* **What to work on**
Copy out every record below, word for word.
########
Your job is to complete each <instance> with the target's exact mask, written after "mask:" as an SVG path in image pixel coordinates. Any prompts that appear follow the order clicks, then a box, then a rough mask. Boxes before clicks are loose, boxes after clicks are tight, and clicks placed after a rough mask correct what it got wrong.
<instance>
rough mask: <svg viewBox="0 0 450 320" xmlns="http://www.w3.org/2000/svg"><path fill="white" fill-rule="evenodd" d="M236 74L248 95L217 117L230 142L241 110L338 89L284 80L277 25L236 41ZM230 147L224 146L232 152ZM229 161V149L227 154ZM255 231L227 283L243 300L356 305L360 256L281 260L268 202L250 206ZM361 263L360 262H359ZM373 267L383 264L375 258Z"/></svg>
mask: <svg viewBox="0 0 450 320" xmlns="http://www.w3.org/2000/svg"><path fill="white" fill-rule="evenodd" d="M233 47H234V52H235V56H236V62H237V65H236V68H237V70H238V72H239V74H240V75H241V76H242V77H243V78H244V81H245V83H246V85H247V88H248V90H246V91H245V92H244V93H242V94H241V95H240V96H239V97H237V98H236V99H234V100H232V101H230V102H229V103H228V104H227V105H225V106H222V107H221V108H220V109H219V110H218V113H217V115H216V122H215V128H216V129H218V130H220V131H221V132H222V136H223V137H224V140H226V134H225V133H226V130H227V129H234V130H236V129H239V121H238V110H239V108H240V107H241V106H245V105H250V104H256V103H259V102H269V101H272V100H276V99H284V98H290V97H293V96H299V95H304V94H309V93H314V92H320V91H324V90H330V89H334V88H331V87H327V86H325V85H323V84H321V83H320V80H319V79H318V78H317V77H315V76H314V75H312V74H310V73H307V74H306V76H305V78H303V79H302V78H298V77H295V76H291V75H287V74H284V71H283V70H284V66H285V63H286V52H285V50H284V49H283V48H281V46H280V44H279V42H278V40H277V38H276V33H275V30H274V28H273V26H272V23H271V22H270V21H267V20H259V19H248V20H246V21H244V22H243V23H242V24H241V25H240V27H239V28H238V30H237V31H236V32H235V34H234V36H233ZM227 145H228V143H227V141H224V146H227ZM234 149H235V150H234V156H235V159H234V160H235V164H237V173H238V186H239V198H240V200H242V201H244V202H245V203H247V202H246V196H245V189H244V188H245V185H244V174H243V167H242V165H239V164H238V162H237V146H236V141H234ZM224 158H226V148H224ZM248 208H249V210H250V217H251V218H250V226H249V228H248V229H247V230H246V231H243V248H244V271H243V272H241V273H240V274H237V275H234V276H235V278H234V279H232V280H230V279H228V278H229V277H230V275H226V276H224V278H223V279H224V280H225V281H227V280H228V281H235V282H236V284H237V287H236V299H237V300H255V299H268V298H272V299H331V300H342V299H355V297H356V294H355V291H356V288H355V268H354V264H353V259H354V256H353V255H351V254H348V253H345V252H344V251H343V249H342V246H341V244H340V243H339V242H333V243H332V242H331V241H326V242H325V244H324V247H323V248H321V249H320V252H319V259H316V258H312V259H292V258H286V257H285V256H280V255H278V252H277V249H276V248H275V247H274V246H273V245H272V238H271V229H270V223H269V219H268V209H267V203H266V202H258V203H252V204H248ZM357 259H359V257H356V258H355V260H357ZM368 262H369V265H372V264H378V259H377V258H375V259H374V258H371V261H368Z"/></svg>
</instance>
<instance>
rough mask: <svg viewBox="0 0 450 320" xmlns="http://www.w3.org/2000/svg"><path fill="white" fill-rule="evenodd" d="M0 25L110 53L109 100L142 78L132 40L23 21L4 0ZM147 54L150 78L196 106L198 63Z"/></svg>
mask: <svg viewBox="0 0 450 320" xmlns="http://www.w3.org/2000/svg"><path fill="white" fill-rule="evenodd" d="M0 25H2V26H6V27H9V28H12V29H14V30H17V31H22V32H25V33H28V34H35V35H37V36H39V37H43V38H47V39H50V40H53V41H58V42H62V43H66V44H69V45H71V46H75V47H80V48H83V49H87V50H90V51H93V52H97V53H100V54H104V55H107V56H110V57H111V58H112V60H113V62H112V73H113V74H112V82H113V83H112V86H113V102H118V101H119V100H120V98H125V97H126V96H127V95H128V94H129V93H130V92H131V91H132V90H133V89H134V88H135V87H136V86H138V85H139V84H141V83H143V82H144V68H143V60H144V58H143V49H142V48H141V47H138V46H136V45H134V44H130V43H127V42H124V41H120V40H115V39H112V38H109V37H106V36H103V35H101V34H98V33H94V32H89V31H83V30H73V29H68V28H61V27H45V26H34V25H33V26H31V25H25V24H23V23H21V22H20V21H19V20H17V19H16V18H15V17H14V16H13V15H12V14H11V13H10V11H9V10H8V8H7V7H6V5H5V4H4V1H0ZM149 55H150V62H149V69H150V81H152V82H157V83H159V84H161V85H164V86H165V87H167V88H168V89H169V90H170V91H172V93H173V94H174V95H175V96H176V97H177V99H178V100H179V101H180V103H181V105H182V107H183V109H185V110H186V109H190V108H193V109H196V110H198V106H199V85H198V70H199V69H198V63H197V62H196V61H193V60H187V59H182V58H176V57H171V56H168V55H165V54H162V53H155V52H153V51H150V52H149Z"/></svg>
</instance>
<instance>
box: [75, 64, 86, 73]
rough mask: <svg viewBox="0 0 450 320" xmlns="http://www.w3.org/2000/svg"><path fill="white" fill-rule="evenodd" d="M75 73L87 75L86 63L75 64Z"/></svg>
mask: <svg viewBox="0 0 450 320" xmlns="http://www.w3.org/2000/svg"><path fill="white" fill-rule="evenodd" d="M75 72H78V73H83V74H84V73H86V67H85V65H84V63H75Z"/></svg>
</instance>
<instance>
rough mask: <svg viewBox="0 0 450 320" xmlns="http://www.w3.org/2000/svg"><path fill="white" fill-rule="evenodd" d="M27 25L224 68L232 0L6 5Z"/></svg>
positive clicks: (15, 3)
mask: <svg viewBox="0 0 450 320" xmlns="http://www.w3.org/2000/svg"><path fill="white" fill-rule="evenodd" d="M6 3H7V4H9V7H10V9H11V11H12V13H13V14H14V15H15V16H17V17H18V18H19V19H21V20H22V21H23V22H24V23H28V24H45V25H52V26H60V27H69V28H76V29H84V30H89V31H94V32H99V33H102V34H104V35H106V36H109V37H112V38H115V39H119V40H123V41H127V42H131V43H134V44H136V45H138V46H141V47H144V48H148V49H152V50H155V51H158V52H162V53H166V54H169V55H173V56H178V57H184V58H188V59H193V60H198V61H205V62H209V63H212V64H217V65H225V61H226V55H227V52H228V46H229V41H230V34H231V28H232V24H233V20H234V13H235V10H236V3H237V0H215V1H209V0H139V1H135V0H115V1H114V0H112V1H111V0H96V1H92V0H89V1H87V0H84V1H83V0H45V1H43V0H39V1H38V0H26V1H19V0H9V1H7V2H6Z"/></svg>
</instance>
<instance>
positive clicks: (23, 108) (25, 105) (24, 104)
########
* **Answer area**
Your job is to complete each <instance> with the target's exact mask, written after "mask:" as an SVG path in image pixel coordinates. Any prompts that appear follow the order clicks, then a box, then a rough mask. Boxes before clicks are loose, boxes after clicks are tight, and clicks placed after a rough mask correct what it got wrong.
<instance>
rough mask: <svg viewBox="0 0 450 320" xmlns="http://www.w3.org/2000/svg"><path fill="white" fill-rule="evenodd" d="M236 74L248 95L217 117L230 142L241 110L338 89L284 80L277 25L236 41ZM230 147L224 146L232 152ZM229 161V149L227 154ZM255 231L227 283L243 300L356 305L360 256L281 260L268 202L250 206ZM361 263L360 262H359ZM373 267L383 264L375 258Z"/></svg>
mask: <svg viewBox="0 0 450 320" xmlns="http://www.w3.org/2000/svg"><path fill="white" fill-rule="evenodd" d="M233 47H234V52H235V56H236V62H237V65H236V68H237V70H238V72H239V74H240V75H241V76H242V77H243V78H244V81H245V83H246V85H247V88H248V90H246V91H245V92H244V93H242V94H241V95H240V96H239V97H237V98H236V99H234V100H232V101H230V102H229V103H228V104H227V105H225V106H222V107H221V108H220V109H219V110H218V113H217V115H216V122H215V128H216V129H218V130H220V131H221V132H222V136H223V137H224V140H226V134H225V133H226V130H227V129H234V130H236V129H239V121H238V110H239V108H240V107H241V106H245V105H250V104H256V103H259V102H269V101H272V100H276V99H284V98H290V97H293V96H299V95H304V94H309V93H314V92H320V91H324V90H330V89H334V88H331V87H327V86H325V85H323V84H321V83H320V80H319V79H318V78H317V77H315V76H314V75H312V74H310V73H307V74H306V76H305V78H303V79H302V78H298V77H295V76H291V75H287V74H284V71H283V70H284V66H285V63H286V52H285V50H284V49H283V48H281V46H280V44H279V42H278V40H277V38H276V33H275V30H274V28H273V26H272V23H271V22H270V21H267V20H259V19H248V20H246V21H244V22H243V23H242V24H241V25H240V27H239V28H238V30H237V31H236V32H235V34H234V36H233ZM227 145H228V143H227V141H224V146H227ZM234 149H235V150H234V156H235V159H234V160H235V164H237V173H238V186H239V198H240V200H242V201H244V202H245V203H247V202H246V196H245V189H244V188H245V185H244V174H243V167H242V165H239V164H238V162H237V146H236V141H234ZM224 158H226V148H224ZM248 208H249V210H250V217H251V218H250V226H249V228H248V229H247V230H246V231H243V248H244V271H243V272H241V273H240V274H237V275H234V276H235V278H234V279H232V280H230V279H228V278H229V277H230V275H226V276H224V278H223V279H224V280H225V281H227V280H228V281H235V282H236V284H237V287H236V299H237V300H255V299H268V298H272V299H331V300H342V299H355V297H356V294H355V291H356V288H355V268H354V264H353V259H354V256H353V255H351V254H348V253H345V252H344V251H343V249H342V246H341V244H340V243H339V242H333V243H332V242H331V241H326V242H325V244H324V247H323V248H321V249H320V252H319V259H316V258H312V259H292V258H286V257H285V256H280V255H278V252H277V249H276V248H275V247H274V246H273V245H272V238H271V229H270V223H269V219H268V209H267V203H266V202H258V203H252V204H248ZM357 259H359V257H356V258H355V260H357ZM368 262H369V265H372V264H378V259H377V258H375V259H374V258H371V261H368Z"/></svg>
</instance>
<instance>
rough mask: <svg viewBox="0 0 450 320" xmlns="http://www.w3.org/2000/svg"><path fill="white" fill-rule="evenodd" d="M0 25L110 53L109 100L142 78L132 40L23 21L4 0ZM147 54L150 78L196 106L198 63Z"/></svg>
mask: <svg viewBox="0 0 450 320" xmlns="http://www.w3.org/2000/svg"><path fill="white" fill-rule="evenodd" d="M0 25H2V26H6V27H9V28H12V29H14V30H17V31H22V32H25V33H28V34H35V35H37V36H39V37H43V38H47V39H50V40H53V41H58V42H62V43H66V44H69V45H71V46H75V47H80V48H83V49H87V50H90V51H93V52H97V53H100V54H104V55H107V56H110V57H111V58H112V60H113V62H112V73H113V74H112V82H113V83H112V86H113V102H118V101H119V100H120V98H125V97H126V96H127V95H128V94H129V93H130V92H131V91H132V90H133V89H134V88H135V87H136V86H138V85H139V84H141V83H143V82H144V68H143V60H144V58H143V49H142V48H141V47H138V46H136V45H134V44H130V43H127V42H124V41H120V40H115V39H112V38H109V37H106V36H103V35H101V34H98V33H94V32H89V31H83V30H73V29H68V28H61V27H45V26H34V25H33V26H31V25H25V24H23V23H21V22H20V21H19V20H17V19H16V18H15V17H14V16H13V15H12V14H11V13H10V11H9V10H8V8H7V7H6V5H5V4H4V1H0ZM149 55H150V62H149V69H150V81H152V82H157V83H159V84H161V85H164V86H165V87H167V88H168V89H169V90H170V91H172V93H173V94H174V95H175V96H176V97H177V99H178V100H179V101H180V103H181V105H182V107H183V109H185V110H186V109H190V108H193V109H196V110H198V106H199V85H198V70H199V69H198V63H197V62H196V61H193V60H187V59H182V58H176V57H171V56H168V55H165V54H162V53H155V52H153V51H150V52H149Z"/></svg>
</instance>
<instance>
box: [75, 64, 86, 73]
rough mask: <svg viewBox="0 0 450 320" xmlns="http://www.w3.org/2000/svg"><path fill="white" fill-rule="evenodd" d="M75 73L87 75L86 63L75 64Z"/></svg>
mask: <svg viewBox="0 0 450 320" xmlns="http://www.w3.org/2000/svg"><path fill="white" fill-rule="evenodd" d="M75 72H78V73H83V74H84V73H86V67H85V65H84V63H75Z"/></svg>
</instance>
<instance>
rough mask: <svg viewBox="0 0 450 320" xmlns="http://www.w3.org/2000/svg"><path fill="white" fill-rule="evenodd" d="M27 25L224 68L232 0L6 5Z"/></svg>
positive clicks: (15, 3)
mask: <svg viewBox="0 0 450 320" xmlns="http://www.w3.org/2000/svg"><path fill="white" fill-rule="evenodd" d="M6 3H7V4H9V7H10V9H11V11H12V13H13V14H14V15H15V16H17V17H18V18H19V19H21V20H22V21H23V22H24V23H28V24H45V25H52V26H60V27H69V28H76V29H84V30H89V31H94V32H99V33H102V34H104V35H106V36H109V37H112V38H115V39H119V40H123V41H127V42H131V43H134V44H136V45H138V46H141V47H144V48H148V49H152V50H155V51H158V52H162V53H166V54H169V55H173V56H178V57H184V58H188V59H193V60H198V61H205V62H209V63H212V64H217V65H225V61H226V55H227V52H228V46H229V41H230V34H231V28H232V24H233V20H234V13H235V10H236V3H237V0H215V1H209V0H139V1H135V0H115V1H114V0H112V1H111V0H96V1H92V0H89V1H87V0H84V1H83V0H45V1H43V0H39V1H38V0H26V1H19V0H9V1H7V2H6Z"/></svg>
</instance>
<instance>
positive clicks: (23, 108) (25, 105) (24, 104)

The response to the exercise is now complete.